What you need to do
Exclude the pictures and reproduce the remaining data exactly as written.

Referring expression data
.....

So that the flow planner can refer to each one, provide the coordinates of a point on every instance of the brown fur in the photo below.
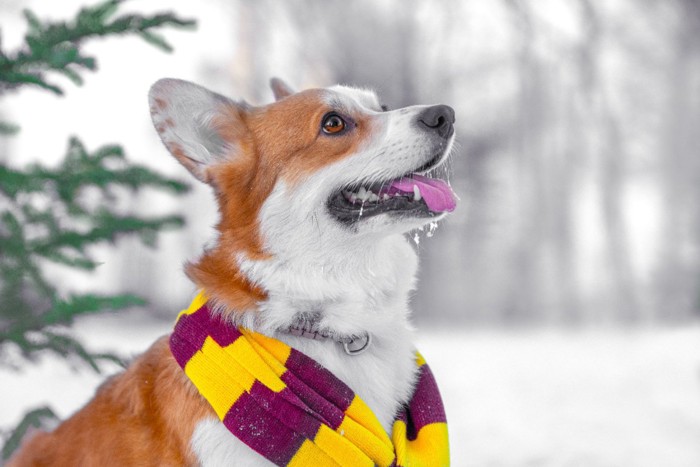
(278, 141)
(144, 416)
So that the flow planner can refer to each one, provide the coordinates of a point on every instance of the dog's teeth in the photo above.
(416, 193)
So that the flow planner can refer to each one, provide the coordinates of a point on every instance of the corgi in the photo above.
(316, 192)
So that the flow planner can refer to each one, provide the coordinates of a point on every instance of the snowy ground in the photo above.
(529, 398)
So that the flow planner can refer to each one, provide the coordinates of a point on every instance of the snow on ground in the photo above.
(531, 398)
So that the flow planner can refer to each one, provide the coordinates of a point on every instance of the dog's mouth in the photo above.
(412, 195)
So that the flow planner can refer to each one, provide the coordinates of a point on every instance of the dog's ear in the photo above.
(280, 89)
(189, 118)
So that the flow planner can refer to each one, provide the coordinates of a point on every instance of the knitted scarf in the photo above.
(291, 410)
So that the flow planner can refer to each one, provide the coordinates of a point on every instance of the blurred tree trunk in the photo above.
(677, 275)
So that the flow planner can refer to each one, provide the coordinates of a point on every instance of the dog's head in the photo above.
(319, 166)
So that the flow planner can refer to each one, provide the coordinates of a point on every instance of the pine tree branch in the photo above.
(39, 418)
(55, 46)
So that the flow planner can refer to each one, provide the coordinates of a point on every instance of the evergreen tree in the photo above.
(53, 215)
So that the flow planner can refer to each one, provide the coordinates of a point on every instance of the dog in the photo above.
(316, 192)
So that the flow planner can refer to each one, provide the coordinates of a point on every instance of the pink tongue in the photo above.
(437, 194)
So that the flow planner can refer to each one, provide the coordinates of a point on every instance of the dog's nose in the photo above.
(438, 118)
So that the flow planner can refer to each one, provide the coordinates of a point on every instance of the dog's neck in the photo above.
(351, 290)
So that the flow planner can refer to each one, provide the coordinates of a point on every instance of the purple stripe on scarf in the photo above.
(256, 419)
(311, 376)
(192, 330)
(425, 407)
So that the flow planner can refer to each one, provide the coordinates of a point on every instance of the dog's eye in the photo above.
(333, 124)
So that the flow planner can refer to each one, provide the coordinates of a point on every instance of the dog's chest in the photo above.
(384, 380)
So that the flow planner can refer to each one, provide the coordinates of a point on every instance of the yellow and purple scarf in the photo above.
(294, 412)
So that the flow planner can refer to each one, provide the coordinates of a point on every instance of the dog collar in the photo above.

.....

Task answer
So that the flow planner can refer to each one, provide the coordinates of a point on every instance of the brown fur in the photo below.
(278, 141)
(144, 416)
So that the flow planner can refer to each one, provide the coordinates of a point on every instance of the dog's teeth in the photo above.
(416, 193)
So that the flow planner can refer to each one, provide the coordinates of a point on every instance of the corgi in the photo above.
(316, 192)
So that the flow planner can refer to each one, provide the coordinates of a point on every instance of the snowy ground in the photo above.
(529, 398)
So that the flow planner can refer to each one, provide the coordinates of a point on every instance of the snow on ground in the photo above.
(531, 398)
So that the flow planner can refer to each one, provide the coordinates of a point on every instance of the dog's mouth in the photo above.
(412, 195)
So that the flow planner can refer to each one, provide the coordinates of a point on every instance of the dog's ear in the photo above.
(280, 89)
(189, 118)
So that the flow planner can refer to each one, provide the coordinates of a point on every instance of the knitted scarf in the photo above.
(291, 410)
So that the flow planner can refer to each one, provide the coordinates of a point on every instance of the blurred tree trunk in the photo above.
(677, 275)
So that the flow planner can refer to each one, provide the coordinates of a point on every instance of the dog's head in the photo above.
(319, 166)
So that the flow planner can refer to each one, provide the coordinates of a point on every instance of the pine tree branch in the photo above.
(39, 418)
(55, 46)
So that the flow planner can refer to each one, provide the coordinates of a point on every instance of the evergreen tree in the photo above.
(53, 215)
So that the flow planner can refer to each one, provide the coordinates of a point on every instance of the dog in the photo above.
(316, 192)
So that the flow planner can refer to each one, provide the coordinates of a point on every instance of the pink tongue in the photo above.
(437, 194)
So that the flow planner can refer to each one, provide the coordinates of a point on every instance of the dog's nose in the photo above.
(438, 118)
So that the flow planner can refer to each one, provide the coordinates of a point on every instance of the dog's neck in the photo above.
(351, 290)
So that the flow planner can refer to each one, provide the coordinates of a point on every instance of the purple stripe on scarf in the photo above.
(256, 419)
(311, 376)
(192, 330)
(425, 407)
So that the flow planner can refer to each one, provide the coordinates of a point on every instance of the dog's eye in the photo above.
(333, 124)
So that the flow planner can refer to each one, provide the coordinates of a point on every instance of the dog's chest in the photo above.
(384, 380)
So that the flow planner can refer to each one, provide the coordinates of a point on every instance of the yellow and purple scarf in the photo above.
(294, 412)
So that the flow planner can refer to each one, provide the coordinates of a point on every instance of the dog collar in the photo above.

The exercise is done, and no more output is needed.